== Records for processing

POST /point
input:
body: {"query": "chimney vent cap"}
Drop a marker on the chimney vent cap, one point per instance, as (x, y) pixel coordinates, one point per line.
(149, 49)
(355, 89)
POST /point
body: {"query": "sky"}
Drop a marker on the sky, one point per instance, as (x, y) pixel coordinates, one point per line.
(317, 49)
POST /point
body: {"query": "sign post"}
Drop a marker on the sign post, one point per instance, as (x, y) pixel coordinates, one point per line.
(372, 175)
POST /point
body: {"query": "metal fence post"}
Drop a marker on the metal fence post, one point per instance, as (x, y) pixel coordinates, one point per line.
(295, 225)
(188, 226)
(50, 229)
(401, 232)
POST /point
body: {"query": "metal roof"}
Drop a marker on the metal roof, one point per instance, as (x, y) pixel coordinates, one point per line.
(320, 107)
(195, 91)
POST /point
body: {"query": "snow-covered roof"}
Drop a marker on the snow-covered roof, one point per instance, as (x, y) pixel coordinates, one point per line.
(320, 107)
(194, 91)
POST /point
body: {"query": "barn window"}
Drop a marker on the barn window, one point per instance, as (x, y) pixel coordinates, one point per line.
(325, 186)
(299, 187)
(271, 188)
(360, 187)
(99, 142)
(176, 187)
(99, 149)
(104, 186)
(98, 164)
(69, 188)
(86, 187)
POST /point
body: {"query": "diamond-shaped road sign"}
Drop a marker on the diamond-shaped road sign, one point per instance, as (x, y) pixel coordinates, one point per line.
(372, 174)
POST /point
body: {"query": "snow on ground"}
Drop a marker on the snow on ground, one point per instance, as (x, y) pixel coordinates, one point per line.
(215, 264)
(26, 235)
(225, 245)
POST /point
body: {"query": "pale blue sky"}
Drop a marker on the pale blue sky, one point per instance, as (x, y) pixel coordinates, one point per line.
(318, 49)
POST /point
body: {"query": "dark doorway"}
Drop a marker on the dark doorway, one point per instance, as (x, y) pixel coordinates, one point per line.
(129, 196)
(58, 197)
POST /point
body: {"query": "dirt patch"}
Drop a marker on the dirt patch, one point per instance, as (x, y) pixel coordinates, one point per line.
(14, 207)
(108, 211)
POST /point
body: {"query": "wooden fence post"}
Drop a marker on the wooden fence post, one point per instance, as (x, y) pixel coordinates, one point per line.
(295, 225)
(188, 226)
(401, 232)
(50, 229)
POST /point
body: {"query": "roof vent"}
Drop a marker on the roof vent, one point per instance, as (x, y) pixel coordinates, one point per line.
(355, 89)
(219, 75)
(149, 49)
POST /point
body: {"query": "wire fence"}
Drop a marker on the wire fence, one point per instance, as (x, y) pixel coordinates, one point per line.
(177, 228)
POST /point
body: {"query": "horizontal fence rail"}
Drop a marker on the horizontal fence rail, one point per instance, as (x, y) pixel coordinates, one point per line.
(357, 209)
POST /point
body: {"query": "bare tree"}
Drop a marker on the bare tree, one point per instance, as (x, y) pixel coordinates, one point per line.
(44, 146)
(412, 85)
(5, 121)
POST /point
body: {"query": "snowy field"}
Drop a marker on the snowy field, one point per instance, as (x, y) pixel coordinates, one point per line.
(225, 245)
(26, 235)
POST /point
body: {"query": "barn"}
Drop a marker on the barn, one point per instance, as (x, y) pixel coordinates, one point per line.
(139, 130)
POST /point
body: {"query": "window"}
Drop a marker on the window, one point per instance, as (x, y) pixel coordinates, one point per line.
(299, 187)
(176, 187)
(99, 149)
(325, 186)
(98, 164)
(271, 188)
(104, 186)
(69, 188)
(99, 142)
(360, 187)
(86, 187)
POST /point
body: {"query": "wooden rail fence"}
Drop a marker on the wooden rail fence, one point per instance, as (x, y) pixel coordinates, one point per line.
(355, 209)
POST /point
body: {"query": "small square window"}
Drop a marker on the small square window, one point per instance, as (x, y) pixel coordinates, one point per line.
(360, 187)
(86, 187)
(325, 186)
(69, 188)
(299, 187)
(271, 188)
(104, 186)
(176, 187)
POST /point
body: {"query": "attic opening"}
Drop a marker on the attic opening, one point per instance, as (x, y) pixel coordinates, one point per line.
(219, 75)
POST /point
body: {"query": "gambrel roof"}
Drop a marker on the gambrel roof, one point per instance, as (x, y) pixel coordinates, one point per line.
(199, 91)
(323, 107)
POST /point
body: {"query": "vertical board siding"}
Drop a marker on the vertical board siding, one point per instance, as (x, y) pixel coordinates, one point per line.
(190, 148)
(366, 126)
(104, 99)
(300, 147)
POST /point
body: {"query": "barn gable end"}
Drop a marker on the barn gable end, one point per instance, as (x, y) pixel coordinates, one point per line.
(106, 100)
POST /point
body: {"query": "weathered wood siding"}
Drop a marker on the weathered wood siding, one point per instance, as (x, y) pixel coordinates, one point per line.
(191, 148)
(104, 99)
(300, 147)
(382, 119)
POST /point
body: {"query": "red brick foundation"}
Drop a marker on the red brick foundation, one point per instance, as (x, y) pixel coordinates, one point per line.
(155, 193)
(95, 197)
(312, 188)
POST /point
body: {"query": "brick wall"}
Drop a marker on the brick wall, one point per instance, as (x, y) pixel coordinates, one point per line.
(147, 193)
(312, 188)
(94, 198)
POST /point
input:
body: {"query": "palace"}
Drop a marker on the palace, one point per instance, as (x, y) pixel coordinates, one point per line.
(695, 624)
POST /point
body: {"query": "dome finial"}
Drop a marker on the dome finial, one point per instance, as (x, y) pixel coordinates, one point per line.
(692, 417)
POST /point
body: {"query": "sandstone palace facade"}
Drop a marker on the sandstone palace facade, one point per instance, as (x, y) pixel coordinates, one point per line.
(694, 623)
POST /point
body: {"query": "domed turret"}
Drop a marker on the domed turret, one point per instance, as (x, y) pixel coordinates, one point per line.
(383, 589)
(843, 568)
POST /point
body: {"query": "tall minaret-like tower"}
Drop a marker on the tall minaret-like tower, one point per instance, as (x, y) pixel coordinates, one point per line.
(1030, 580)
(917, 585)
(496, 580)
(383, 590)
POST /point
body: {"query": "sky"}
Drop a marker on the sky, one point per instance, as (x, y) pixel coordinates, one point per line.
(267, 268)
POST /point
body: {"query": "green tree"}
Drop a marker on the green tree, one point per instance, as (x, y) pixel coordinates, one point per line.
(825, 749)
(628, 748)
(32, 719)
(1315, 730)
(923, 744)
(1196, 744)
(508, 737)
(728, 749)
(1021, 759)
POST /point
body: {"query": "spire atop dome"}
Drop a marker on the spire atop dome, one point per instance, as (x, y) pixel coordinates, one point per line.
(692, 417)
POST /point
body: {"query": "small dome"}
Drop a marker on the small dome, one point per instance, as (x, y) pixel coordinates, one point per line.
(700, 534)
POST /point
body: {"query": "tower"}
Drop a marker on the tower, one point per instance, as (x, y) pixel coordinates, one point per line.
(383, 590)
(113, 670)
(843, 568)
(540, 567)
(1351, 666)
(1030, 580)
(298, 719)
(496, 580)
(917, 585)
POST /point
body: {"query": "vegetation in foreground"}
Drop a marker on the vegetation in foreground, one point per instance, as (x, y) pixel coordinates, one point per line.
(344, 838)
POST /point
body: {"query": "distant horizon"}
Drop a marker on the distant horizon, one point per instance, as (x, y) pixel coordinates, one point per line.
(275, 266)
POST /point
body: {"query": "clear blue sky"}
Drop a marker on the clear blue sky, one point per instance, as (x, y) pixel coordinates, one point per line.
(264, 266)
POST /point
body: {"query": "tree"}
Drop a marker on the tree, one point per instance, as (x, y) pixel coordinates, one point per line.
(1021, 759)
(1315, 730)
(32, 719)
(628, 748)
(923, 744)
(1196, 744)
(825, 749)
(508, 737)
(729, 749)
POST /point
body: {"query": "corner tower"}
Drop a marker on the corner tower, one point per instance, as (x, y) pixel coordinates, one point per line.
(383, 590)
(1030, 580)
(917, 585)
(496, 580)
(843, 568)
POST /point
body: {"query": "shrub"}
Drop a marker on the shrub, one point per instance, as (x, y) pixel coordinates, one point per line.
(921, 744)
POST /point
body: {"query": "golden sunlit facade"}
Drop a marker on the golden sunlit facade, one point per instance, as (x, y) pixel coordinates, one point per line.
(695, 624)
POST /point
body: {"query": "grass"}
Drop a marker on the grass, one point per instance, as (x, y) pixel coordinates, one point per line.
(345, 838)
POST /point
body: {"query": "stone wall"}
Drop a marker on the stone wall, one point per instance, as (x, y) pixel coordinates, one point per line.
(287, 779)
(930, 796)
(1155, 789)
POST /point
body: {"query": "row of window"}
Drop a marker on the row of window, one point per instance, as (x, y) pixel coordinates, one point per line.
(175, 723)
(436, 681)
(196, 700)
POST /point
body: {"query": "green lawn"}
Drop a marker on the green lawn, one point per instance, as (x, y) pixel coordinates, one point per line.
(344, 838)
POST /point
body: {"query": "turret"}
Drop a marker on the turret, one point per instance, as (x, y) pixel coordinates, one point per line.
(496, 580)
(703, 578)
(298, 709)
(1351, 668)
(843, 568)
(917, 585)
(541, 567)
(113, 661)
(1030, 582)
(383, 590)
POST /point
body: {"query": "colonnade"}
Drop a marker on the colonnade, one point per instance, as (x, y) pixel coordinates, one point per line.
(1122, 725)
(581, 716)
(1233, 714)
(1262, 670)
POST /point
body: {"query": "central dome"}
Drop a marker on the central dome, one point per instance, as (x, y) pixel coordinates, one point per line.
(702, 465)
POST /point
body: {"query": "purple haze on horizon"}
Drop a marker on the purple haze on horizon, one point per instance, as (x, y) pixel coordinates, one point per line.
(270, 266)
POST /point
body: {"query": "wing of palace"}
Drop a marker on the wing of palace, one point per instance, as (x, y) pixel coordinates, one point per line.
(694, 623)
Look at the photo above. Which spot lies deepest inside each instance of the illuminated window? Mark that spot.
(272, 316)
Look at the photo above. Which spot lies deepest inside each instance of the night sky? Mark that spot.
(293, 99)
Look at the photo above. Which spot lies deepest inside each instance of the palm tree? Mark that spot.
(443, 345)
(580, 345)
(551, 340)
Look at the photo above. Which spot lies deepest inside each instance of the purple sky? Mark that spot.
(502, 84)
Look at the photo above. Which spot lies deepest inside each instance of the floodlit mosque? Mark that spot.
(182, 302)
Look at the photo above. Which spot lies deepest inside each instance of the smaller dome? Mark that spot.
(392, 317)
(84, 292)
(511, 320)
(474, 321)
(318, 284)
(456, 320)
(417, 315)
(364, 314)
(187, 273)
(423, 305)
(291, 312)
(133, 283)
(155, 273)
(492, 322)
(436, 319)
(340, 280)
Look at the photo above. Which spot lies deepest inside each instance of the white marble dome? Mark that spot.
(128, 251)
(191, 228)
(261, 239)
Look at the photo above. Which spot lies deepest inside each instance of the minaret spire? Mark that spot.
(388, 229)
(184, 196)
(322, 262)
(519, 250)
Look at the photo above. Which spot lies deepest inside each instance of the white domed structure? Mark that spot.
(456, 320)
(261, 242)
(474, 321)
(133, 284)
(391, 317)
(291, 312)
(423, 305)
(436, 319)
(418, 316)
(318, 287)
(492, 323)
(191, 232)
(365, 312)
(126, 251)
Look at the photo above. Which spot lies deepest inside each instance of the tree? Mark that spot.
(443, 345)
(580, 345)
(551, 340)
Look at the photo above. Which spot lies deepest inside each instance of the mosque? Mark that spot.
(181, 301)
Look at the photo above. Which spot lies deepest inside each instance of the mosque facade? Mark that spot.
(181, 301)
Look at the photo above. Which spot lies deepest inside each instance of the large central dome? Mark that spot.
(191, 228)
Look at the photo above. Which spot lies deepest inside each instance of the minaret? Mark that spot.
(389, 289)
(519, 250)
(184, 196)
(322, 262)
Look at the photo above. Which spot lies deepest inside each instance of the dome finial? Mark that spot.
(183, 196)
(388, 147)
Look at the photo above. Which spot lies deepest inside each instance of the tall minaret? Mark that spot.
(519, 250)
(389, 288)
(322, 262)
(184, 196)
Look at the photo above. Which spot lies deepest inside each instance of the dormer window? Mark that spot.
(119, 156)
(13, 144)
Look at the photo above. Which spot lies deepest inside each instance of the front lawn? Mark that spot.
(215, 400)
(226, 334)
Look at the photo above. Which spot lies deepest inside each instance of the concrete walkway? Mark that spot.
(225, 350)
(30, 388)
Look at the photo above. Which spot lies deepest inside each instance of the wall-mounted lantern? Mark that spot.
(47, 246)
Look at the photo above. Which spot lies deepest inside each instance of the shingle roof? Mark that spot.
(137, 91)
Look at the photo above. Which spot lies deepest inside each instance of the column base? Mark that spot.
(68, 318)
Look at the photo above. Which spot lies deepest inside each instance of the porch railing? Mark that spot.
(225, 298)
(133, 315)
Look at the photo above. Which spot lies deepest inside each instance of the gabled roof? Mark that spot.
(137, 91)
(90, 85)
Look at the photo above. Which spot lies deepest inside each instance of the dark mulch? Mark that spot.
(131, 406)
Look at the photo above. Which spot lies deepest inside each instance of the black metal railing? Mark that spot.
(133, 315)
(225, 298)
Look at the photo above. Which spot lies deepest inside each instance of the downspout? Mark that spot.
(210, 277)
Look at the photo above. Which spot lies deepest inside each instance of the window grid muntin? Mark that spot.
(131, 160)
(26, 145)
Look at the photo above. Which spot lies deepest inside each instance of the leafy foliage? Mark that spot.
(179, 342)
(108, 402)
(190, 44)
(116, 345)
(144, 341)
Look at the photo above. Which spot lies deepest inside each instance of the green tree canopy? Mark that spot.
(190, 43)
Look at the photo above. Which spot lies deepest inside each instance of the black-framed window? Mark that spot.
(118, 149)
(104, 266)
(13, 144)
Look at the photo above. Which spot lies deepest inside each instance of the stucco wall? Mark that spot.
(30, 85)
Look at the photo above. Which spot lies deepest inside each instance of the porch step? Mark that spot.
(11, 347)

====

*What the task requires*
Print the rows exactly as they appear, starting with the line containing "muntin? Mark that spot." and continuing through the end of the rows.

*Task answer*
Look at the photo above. Which spot lies deepest inside each instance of the window grid muntin? Mark that spot.
(131, 160)
(26, 145)
Look at the photo above. Which spot lies deepest inside each instance of the leafy foliage? Mark that spot.
(179, 342)
(108, 402)
(190, 44)
(116, 345)
(144, 341)
Look at the photo above. Which spot lies deepest inside each instance of the green tree canopy? Mark that spot.
(190, 43)
Look at the photo above. Which spot lies deepest inside each instance of the black-framed window? Mark that spot.
(118, 149)
(104, 266)
(13, 144)
Look at the photo above. Which spot lies deepest inside each instance of the stucco wall? Mark that spot.
(30, 85)
Look at the photo above. Which spot lies deepest inside each instance of the porch step? Mark that spot.
(11, 347)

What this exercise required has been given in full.